— START —

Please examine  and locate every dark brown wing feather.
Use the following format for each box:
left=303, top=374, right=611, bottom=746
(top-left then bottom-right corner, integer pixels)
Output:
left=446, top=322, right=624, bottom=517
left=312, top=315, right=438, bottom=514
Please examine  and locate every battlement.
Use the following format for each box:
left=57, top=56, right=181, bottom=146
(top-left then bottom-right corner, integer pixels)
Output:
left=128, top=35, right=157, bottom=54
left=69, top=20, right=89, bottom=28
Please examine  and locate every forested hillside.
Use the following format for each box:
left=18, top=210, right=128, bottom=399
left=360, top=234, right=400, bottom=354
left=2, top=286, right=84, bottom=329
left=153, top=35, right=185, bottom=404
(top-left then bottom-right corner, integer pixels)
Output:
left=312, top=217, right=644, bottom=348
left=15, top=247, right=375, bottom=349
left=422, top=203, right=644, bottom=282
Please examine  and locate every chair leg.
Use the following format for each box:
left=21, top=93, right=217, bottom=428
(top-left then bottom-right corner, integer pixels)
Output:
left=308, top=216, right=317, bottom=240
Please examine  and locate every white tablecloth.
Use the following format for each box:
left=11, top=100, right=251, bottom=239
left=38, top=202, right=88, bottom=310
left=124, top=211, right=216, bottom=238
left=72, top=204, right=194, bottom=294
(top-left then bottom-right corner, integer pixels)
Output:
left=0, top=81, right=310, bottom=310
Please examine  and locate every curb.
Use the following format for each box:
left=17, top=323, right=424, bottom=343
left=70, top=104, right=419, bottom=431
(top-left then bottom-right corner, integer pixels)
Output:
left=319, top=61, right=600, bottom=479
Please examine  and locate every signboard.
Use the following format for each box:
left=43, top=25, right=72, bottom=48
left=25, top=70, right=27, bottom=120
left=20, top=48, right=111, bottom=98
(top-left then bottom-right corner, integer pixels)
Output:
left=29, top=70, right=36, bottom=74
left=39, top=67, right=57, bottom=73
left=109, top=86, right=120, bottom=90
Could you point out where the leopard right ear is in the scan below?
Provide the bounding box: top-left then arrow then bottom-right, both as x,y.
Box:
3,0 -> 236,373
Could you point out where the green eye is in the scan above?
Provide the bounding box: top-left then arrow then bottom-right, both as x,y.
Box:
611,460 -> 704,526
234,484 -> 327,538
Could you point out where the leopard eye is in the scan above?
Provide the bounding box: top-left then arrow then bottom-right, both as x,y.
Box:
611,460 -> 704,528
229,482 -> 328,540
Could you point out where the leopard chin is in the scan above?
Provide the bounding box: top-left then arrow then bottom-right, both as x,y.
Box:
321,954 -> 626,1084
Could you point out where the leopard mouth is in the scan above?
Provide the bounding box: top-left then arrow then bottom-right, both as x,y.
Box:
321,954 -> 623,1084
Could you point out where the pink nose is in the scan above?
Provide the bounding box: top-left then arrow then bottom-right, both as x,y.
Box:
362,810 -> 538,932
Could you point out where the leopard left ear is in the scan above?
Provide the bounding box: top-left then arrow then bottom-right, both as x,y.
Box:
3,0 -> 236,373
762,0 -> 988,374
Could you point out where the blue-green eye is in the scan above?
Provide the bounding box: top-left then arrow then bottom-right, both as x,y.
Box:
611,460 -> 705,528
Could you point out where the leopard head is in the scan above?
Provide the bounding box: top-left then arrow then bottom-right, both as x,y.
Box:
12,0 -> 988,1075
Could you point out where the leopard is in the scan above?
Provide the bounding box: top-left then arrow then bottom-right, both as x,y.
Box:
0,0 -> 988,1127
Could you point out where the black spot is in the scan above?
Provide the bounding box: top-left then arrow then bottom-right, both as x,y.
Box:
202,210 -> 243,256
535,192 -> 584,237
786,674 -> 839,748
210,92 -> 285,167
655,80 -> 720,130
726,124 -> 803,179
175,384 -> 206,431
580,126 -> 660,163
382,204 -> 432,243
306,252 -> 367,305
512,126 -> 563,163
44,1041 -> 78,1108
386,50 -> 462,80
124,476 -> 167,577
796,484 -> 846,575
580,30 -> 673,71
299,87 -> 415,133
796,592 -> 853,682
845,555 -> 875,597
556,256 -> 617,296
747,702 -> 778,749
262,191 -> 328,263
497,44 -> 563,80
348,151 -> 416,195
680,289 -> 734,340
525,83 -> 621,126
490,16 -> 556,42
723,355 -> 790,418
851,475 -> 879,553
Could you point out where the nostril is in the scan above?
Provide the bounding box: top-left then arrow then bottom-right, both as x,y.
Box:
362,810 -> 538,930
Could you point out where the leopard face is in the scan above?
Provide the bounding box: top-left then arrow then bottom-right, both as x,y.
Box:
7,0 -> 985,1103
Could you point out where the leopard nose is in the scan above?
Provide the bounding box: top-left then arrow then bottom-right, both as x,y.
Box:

— END —

Present every line of all the entries above as a numbered list, leaving out blank lines.

1. Please examine  and locate every dark brown wing feather.
2. Use the following format for each box:
3. left=303, top=374, right=611, bottom=746
4. (top-left then bottom-right corner, integer pixels)
5. Output:
6. left=446, top=322, right=624, bottom=517
7. left=312, top=315, right=438, bottom=514
8. Please examine  and locate every battlement.
9. Use the following format for each box:
10. left=57, top=56, right=181, bottom=146
11. (top-left then bottom-right corner, integer pixels)
12. Output:
13. left=128, top=35, right=157, bottom=54
14. left=69, top=20, right=89, bottom=28
15. Please examine  and locate every forested hillside.
16. Use the following format for each box:
17. left=18, top=210, right=128, bottom=399
18. left=360, top=234, right=400, bottom=354
19. left=2, top=286, right=84, bottom=329
20. left=153, top=35, right=185, bottom=404
21. (top-left then bottom-right corner, integer pixels)
22. Output:
23. left=312, top=217, right=644, bottom=348
24. left=15, top=247, right=375, bottom=349
25. left=422, top=203, right=644, bottom=282
26. Please examine  and locate every chair leg.
27. Use the following format for each box:
28. left=21, top=93, right=217, bottom=428
29. (top-left then bottom-right corner, integer pixels)
30. Output:
31. left=308, top=216, right=317, bottom=240
32. Please examine  and locate every white tablecloth.
33. Use the following format for each box:
34. left=11, top=100, right=251, bottom=239
35. left=38, top=202, right=88, bottom=310
36. left=124, top=211, right=216, bottom=238
37. left=72, top=204, right=194, bottom=294
38. (top-left then bottom-right corner, integer pixels)
39. Output:
40. left=0, top=81, right=310, bottom=310
41. Please examine  and locate every curb.
42. Use the following format for each box:
43. left=17, top=323, right=424, bottom=343
44. left=70, top=104, right=419, bottom=431
45. (top-left then bottom-right corner, integer pixels)
46. Output:
47. left=319, top=61, right=600, bottom=479
48. Please examine  and locate every signboard.
49. Use the following format for each box:
50. left=43, top=25, right=72, bottom=48
51. left=25, top=70, right=27, bottom=120
52. left=20, top=48, right=111, bottom=98
53. (top-left then bottom-right corner, integer pixels)
54. Output:
55. left=29, top=70, right=36, bottom=74
56. left=39, top=67, right=57, bottom=73
57. left=109, top=86, right=120, bottom=90
58. Could you point out where the leopard right ear is in the scan below?
59. Provide the bounding box: top-left then arrow then bottom-right, both as x,y.
60. Box:
61. 3,0 -> 236,373
62. Could you point out where the green eye is in the scan above?
63. Provide the bounding box: top-left then arrow then bottom-right, both as x,y.
64. Box:
65. 611,460 -> 704,526
66. 234,484 -> 327,538
67. Could you point out where the leopard eye is in the scan above?
68. Provide the bounding box: top-left then arrow then bottom-right, both as x,y.
69. Box:
70. 611,460 -> 704,528
71. 229,482 -> 328,540
72. Could you point out where the leopard chin is in the scan above?
73. Provide the bounding box: top-left then arrow then bottom-right, both as x,y.
74. Box:
75. 321,954 -> 626,1084
76. Could you point out where the leopard mouth is in the scan above?
77. Provide the bounding box: top-left then arrow then bottom-right, both as x,y.
78. Box:
79. 321,954 -> 623,1084
80. Could you point out where the pink nose is in the scan above?
81. Provide the bounding box: top-left then arrow then bottom-right, both as x,y.
82. Box:
83. 362,810 -> 538,932
84. Could you point out where the leopard left ear is in the scan above?
85. Provide the bounding box: top-left then arrow then bottom-right, both as x,y.
86. Box:
87. 3,0 -> 236,373
88. 762,0 -> 988,374
89. Could you point out where the blue-green eye is in the scan above?
90. Provide the bounding box: top-left then arrow then bottom-right, both as x,y.
91. Box:
92. 611,460 -> 705,528
93. Could you point out where the leopard head is in the scan above?
94. Provide the bounding box: top-left then arrow then bottom-right, both as x,y.
95. Box:
96. 12,0 -> 988,1075
97. Could you point out where the leopard is in the scan above?
98. Provide the bounding box: top-left then arrow then bottom-right, both as x,y.
99. Box:
100. 0,0 -> 988,1127
101. Could you point out where the black spot is in the scan above?
102. Provide the bounding box: top-left then arrow then bottom-right, both as x,y.
103. Box:
104. 202,210 -> 243,256
105. 535,192 -> 584,237
106. 786,674 -> 839,748
107. 210,92 -> 285,167
108. 655,80 -> 720,130
109. 726,124 -> 803,179
110. 175,384 -> 206,431
111. 580,126 -> 660,163
112. 382,204 -> 432,243
113. 306,252 -> 367,305
114. 512,126 -> 563,163
115. 44,1041 -> 78,1108
116. 386,50 -> 462,80
117. 124,476 -> 167,577
118. 796,484 -> 846,575
119. 580,30 -> 673,71
120. 299,87 -> 415,133
121. 796,592 -> 853,682
122. 845,555 -> 875,597
123. 556,256 -> 617,296
124. 747,702 -> 778,749
125. 262,191 -> 328,263
126. 497,44 -> 563,80
127. 348,151 -> 416,195
128. 680,289 -> 734,340
129. 525,83 -> 621,126
130. 490,16 -> 556,42
131. 723,355 -> 790,418
132. 851,475 -> 879,553
133. Could you point out where the nostril is in the scan above?
134. Provide the bounding box: top-left then arrow then bottom-right, both as x,y.
135. Box:
136. 362,810 -> 538,930
137. Could you point out where the leopard face is in the scan above?
138. Provide the bounding box: top-left then arrow then bottom-right, both as x,y.
139. Box:
140. 7,0 -> 985,1103
141. Could you point out where the leopard nose is in the scan above?
142. Provide the bounding box: top-left then arrow then bottom-right, both as x,y.
143. Box:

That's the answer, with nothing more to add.